> **CHALLENGES**:
1. In the excerpt below about an astrology reading, do the following statements agree with the text? (a) Jay said the writer's desire to be free really started in the teenage years. (b) The writer came into the process fully convinced. (c) Jay tied an afflicted moon to a balanced childhood. Answer yes or no for each, and quote the deciding words.
2. Go on with the excerpt below about an astrology reading, starting after its last sentence.

You don’t say? Suddenly, I felt naked and exposed. As skeptical as I was about this entire process, Jay managed to pull a sliver (or 10!) of convincing out of me. I think my eyes bugged out of my skull a time or two — especially when she spoke of the years of teenage angst and rebellion screaming right out of my chart. “You’ve always been a wild card. You’ve always had the desire to be free, think for yourself and go your own way, but it really started in your teenage years,” she says.
She continued to offer up her explanation, through the lens of Astrology, of why some women experience more issues than others when it comes to their mothers, their reproductive health and their processing of emotions. Basically, she says we can blame it all our Earth’s natural satellite.
“As Earth’s Moon enters different phases, our menstrual cycles end and begin. A well-placed and aspected moon [in a natal chart] generally tells the story of a woman with a balanced childhood and emotional life, while an afflicted moon tells the story of woman with blockages that stem from their mother and emotional pain,” she says. “No matter where our moon is placed and how our moon is aspected, understanding our moon tells us about our womb health, family health, and emotional health. As women, we are the moon.”

> **EXCERPTED RECORDS**:
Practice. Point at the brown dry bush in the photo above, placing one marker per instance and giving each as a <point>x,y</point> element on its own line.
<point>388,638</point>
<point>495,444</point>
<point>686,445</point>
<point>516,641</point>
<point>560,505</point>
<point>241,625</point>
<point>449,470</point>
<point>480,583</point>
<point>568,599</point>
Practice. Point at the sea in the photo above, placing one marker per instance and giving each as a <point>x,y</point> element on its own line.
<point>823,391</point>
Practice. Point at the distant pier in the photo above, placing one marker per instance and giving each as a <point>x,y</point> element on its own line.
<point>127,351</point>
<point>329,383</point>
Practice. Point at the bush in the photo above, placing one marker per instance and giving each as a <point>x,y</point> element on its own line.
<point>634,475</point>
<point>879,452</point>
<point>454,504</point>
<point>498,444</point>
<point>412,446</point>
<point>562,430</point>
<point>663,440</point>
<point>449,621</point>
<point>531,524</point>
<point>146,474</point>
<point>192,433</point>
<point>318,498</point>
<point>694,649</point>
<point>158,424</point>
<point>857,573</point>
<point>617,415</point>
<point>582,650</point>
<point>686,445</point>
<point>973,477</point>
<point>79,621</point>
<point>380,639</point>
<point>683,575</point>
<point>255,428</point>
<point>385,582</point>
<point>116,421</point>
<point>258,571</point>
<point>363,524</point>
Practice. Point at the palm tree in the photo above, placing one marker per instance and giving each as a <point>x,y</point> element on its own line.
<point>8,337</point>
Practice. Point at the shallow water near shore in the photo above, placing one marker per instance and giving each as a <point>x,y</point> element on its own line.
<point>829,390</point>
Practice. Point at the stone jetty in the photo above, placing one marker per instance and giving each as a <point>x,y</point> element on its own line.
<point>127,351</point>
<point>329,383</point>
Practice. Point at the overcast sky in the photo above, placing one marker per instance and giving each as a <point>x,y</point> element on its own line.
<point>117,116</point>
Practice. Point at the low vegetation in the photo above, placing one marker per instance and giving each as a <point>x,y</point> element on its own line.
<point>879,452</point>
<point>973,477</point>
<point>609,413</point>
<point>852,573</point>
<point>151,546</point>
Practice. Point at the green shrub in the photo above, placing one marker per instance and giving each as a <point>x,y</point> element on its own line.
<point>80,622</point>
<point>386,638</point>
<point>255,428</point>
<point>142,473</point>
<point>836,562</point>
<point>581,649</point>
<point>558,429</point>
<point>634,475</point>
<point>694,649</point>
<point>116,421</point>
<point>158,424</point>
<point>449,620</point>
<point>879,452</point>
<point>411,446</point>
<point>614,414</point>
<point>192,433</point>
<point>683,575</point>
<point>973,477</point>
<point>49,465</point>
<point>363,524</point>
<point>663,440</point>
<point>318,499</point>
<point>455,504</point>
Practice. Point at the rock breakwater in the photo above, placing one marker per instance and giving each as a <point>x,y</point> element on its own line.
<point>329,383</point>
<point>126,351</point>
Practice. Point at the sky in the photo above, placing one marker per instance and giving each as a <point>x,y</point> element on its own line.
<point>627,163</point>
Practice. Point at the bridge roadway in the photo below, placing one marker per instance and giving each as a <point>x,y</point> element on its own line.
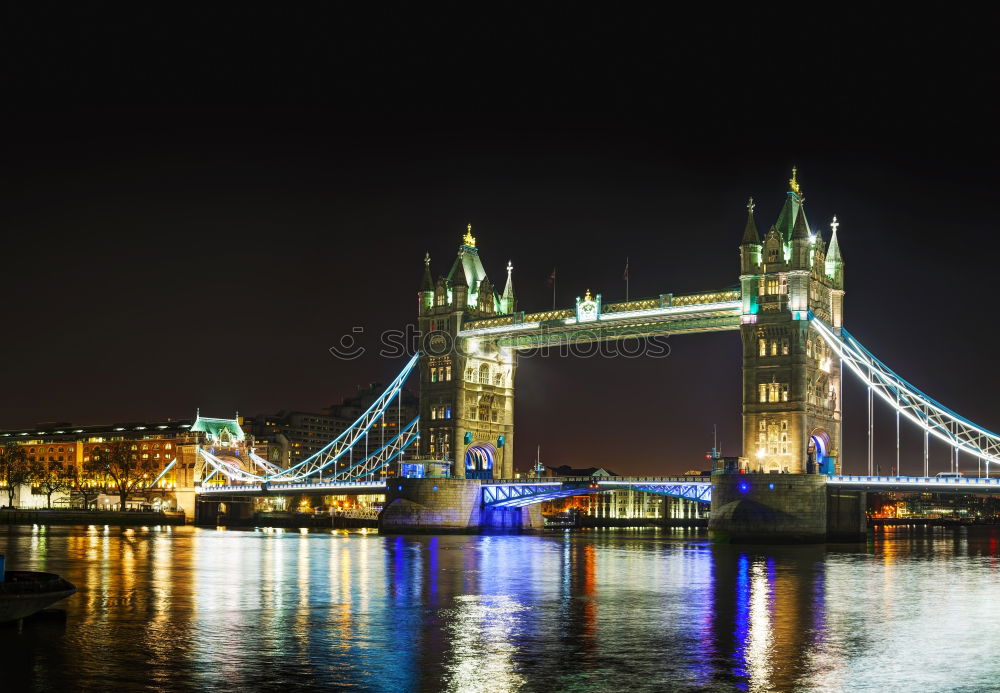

> **RESPONSES TO THE TASKS**:
1.
(a) Yes: "but it really started in your teenage years"
(b) No: "As skeptical as I was about this entire process"
(c) No: "an afflicted moon tells the story of woman with blockages that stem from their mother and emotional pain"

2.
Having dealt with the tragic loss of my birth mother in childhood, the most astrologically-minded would likely presume that my moon status — and, thus, mother situation — is 50 shades of afflicted. “I definitely see some significant issues with a misconnection to your mother in the moon aspect of your chart,” says Jay.
I can’t be sure if I’m entirely convinced of these natal chart moon placement sentiments, but they are certainly intriguing. I think, perhaps, every person’s Astrological blueprint, including its moon aspect, may serve as a guide to our general natures and behavioral inclinations, but we shouldn’t feel like slaves to it.
New Moon Intentions & Full Moon Manifestations
“You’ll want to always launch a new business or announce a project when the moon is waxing.”
Those words were posted up by a small business owner in a Facebook group, while discussing the Astrology of marketing and strategy planning in business. “I always set my business intentions when the Moon is new, and watch them manifest or make them known publicly when the Moon nears being full,” she says, in response to a direct message I sent to her.
Along with the dozens in the group who seemed to harmonize with her goal-setting stance, she swears the good stuff always comes to fruition when the night sky is aglow.
Well-known blogger, speaker and spiritual enthusiast Sarah Prout has a podcast episode, “New Moon Rituals and the Power of Intention Setting,” devoted entirely to this topic. In it, she gifts her listeners with five key steps, complete with the gathering of candles, oils and crystals, to align themselves with the lunar cycles – solely for the purpose of anchoring abundance in the most heightened areas of their lives.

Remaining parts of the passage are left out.